# Goal
Quote precisely the final stretch of the listing: start at the line containing "Task: pick out person wearing" and stop after the last line.

# Data section
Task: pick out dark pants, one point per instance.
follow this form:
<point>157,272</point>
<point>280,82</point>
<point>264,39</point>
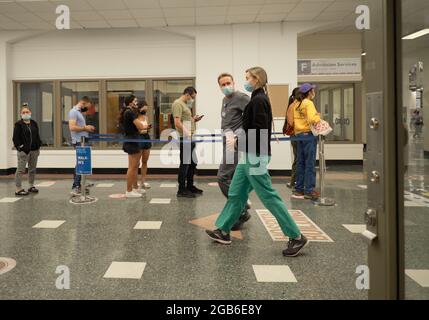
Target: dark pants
<point>295,162</point>
<point>77,178</point>
<point>188,164</point>
<point>306,172</point>
<point>226,173</point>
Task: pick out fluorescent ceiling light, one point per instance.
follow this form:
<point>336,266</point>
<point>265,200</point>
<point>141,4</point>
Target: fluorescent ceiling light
<point>417,34</point>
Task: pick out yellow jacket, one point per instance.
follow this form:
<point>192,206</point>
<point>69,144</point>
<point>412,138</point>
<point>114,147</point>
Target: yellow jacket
<point>305,114</point>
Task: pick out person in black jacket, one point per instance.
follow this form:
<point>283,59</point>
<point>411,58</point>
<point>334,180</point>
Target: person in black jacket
<point>26,140</point>
<point>252,172</point>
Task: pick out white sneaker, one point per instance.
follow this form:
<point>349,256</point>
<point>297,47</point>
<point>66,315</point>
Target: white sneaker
<point>133,194</point>
<point>139,190</point>
<point>146,185</point>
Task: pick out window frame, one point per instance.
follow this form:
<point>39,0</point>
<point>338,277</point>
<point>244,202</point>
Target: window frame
<point>102,93</point>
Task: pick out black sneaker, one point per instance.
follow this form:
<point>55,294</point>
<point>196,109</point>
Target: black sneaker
<point>295,246</point>
<point>33,190</point>
<point>185,194</point>
<point>243,218</point>
<point>195,190</point>
<point>21,193</point>
<point>218,236</point>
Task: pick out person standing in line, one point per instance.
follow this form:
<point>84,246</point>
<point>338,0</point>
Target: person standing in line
<point>305,115</point>
<point>132,128</point>
<point>252,171</point>
<point>79,129</point>
<point>144,146</point>
<point>294,144</point>
<point>233,105</point>
<point>26,139</point>
<point>184,123</point>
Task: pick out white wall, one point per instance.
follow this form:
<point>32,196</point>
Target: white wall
<point>203,52</point>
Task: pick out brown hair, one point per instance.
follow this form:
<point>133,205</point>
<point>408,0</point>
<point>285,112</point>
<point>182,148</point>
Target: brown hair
<point>260,75</point>
<point>85,99</point>
<point>224,75</point>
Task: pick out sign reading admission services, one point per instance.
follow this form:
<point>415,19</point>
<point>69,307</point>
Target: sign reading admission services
<point>83,156</point>
<point>330,67</point>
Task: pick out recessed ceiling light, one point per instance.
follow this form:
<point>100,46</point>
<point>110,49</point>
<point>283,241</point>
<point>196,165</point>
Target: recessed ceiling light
<point>417,34</point>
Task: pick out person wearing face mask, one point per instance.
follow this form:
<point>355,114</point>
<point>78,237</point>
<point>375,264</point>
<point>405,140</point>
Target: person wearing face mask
<point>133,127</point>
<point>252,171</point>
<point>144,146</point>
<point>233,105</point>
<point>184,122</point>
<point>26,140</point>
<point>305,115</point>
<point>79,129</point>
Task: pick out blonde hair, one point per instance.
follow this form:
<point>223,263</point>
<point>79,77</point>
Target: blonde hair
<point>260,75</point>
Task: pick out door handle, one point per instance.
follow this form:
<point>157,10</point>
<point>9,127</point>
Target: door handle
<point>375,177</point>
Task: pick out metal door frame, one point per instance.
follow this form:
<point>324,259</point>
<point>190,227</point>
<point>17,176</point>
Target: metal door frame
<point>385,252</point>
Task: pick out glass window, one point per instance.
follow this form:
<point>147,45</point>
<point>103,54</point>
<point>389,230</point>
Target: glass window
<point>117,91</point>
<point>165,92</point>
<point>39,96</point>
<point>336,103</point>
<point>71,92</point>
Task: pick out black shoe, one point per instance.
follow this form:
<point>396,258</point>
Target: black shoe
<point>295,246</point>
<point>185,194</point>
<point>33,190</point>
<point>243,218</point>
<point>195,190</point>
<point>218,236</point>
<point>21,193</point>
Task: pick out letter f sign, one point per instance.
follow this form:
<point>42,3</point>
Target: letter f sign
<point>63,20</point>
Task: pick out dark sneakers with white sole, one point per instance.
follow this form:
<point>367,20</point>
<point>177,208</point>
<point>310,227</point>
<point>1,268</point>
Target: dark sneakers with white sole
<point>219,236</point>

# In response
Task: pick out person wearing face mask, one point per instance.
follow this form:
<point>355,114</point>
<point>78,237</point>
<point>375,264</point>
<point>405,140</point>
Target: person wearing face mask
<point>133,127</point>
<point>252,171</point>
<point>144,146</point>
<point>233,105</point>
<point>184,122</point>
<point>26,140</point>
<point>305,115</point>
<point>79,129</point>
Task: pick out blonde hair, one point per instance.
follow this form:
<point>223,263</point>
<point>79,77</point>
Target: blonde hair
<point>260,75</point>
Task: pick out door handle, one point per instance.
follow this form:
<point>157,10</point>
<point>9,127</point>
Target: door handle
<point>375,177</point>
Task: pick out metal door frame, one point per instance.
follow this form:
<point>324,259</point>
<point>190,227</point>
<point>17,176</point>
Target: metal door frame
<point>385,252</point>
Task: pick out glass window, one point per instance.
follow this form:
<point>147,45</point>
<point>103,54</point>
<point>389,230</point>
Target: glass window
<point>117,91</point>
<point>165,92</point>
<point>39,96</point>
<point>336,103</point>
<point>71,92</point>
Task: pick out black shoe, one point per instance.
follow this form:
<point>396,258</point>
Target: black shoe
<point>295,246</point>
<point>185,194</point>
<point>33,190</point>
<point>243,218</point>
<point>195,190</point>
<point>218,236</point>
<point>21,193</point>
Task: pick out letter f sign, one point per instance.
follow this form:
<point>42,3</point>
Target: letter f sign
<point>63,20</point>
Task: pick out dark sneakers with white sole, one point per instance.
follow this form:
<point>367,20</point>
<point>177,208</point>
<point>310,227</point>
<point>1,268</point>
Target: dark sneakers with white sole
<point>219,236</point>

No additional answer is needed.